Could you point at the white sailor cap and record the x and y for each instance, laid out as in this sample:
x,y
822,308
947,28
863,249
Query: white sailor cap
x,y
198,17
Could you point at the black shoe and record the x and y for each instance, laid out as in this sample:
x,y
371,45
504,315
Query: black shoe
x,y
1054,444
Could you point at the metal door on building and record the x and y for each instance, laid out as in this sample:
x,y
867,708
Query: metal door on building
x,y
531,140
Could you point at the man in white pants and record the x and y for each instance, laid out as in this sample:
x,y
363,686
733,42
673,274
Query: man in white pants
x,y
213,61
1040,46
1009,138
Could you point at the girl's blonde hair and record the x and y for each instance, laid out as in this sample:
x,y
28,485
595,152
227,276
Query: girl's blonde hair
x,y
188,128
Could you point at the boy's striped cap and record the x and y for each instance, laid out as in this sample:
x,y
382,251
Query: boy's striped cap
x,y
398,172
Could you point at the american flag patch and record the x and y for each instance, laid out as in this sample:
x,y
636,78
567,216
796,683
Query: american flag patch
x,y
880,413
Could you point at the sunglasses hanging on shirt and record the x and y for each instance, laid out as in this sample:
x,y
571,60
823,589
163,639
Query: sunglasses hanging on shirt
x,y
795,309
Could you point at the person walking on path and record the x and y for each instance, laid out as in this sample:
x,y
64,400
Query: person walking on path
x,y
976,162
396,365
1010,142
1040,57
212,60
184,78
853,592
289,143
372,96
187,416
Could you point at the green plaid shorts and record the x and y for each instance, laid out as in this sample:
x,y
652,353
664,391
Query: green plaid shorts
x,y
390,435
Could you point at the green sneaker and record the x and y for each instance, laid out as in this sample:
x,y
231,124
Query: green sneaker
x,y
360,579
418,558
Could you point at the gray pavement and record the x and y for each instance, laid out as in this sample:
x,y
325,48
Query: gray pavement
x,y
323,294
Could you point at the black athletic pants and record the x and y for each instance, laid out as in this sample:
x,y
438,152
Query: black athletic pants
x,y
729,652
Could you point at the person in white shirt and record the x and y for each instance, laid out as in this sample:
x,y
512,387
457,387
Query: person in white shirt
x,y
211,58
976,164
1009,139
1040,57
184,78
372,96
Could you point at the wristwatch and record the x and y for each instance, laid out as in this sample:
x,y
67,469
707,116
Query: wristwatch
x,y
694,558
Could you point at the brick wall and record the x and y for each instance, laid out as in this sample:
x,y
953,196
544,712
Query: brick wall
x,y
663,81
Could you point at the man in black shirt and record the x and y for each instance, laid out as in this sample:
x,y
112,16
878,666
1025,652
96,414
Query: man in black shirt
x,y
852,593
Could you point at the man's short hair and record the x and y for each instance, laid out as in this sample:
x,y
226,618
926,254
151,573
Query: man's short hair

The task -> Copy out each record exactly as given, omitting none.

Written reply ->
Could you point at the white sailor cap and record the x and y for each instance, laid out as in this sample:
x,y
822,308
947,28
863,249
Query: white sailor cap
x,y
198,17
Could you point at the black shoe and record the x and y for each instance, laid out as in this sample:
x,y
371,45
504,315
Query: black shoe
x,y
1054,444
Could you point at the metal door on building and record the x and y for each instance, laid out as in this sample:
x,y
867,708
Query: metal door on building
x,y
531,140
Could you point at the man in white pants and record the x and y for each instance, laid out as in this sample:
x,y
363,686
733,42
673,274
Query: man in white pants
x,y
213,61
1040,46
1009,138
Could you point at the girl's blonde hair and record the x and y for each instance, laid out as in this sample:
x,y
28,485
595,152
227,276
Query: girl's blonde hair
x,y
188,128
Could you point at the boy's striped cap and record the x and y for each instance, laid out as in this sample:
x,y
382,251
Query: boy's striped cap
x,y
398,172
Could you point at the american flag patch and record the x and y for each instance, laid out as in this sample:
x,y
636,78
567,216
796,683
Query: american flag patch
x,y
880,413
Could you point at the sunglasses hanging on shirt and record the x and y for each instance, laid out as in this sample:
x,y
571,60
823,589
163,639
Query: sunglasses hanging on shirt
x,y
795,309
Could you point at the person walking on path and record the x and y for each instance, laid out as in this sample:
x,y
64,400
Query: person walking on path
x,y
976,162
396,365
1010,142
1040,57
212,60
184,78
853,592
289,143
372,96
187,416
Could you point at the green plaid shorts and record the x and y for each instance, laid out as in this sample:
x,y
652,353
664,391
Query: green plaid shorts
x,y
390,435
Could you point at the green sneaker and record the x and y for each instance, laid out as in this sample:
x,y
231,124
Query: green sneaker
x,y
360,579
418,558
Could you point at the gray pavement and record the x and y for each instance, laid out as in this sample:
x,y
325,48
Query: gray pavement
x,y
323,294
Could you point at the black athletic pants and record the x and y for each instance, laid out as in this sample:
x,y
438,152
Query: black athletic pants
x,y
729,652
Could you point at the person in white shirt and record the x and y for each instance, laid out as in this sample:
x,y
512,387
457,387
Query: person in white shirt
x,y
211,58
976,164
1009,139
1040,57
184,78
372,96
Could you point at the wristwatch and record the x and y for each instance, laid out as in this sample:
x,y
67,469
707,116
Query: wristwatch
x,y
694,558
Could you point at the brick wall and record the x and y for each instance, laid out as in this sample:
x,y
953,196
544,712
Query: brick wall
x,y
663,81
Could you point at the man in black shirt and record the x and y for each instance, laid out as in this sample:
x,y
112,16
878,666
1025,652
96,414
Query: man in black shirt
x,y
852,593
Could you point at the man's short hair and record the x and y for each instance, laid out as in this sample:
x,y
226,618
926,254
151,573
Query: man's short hair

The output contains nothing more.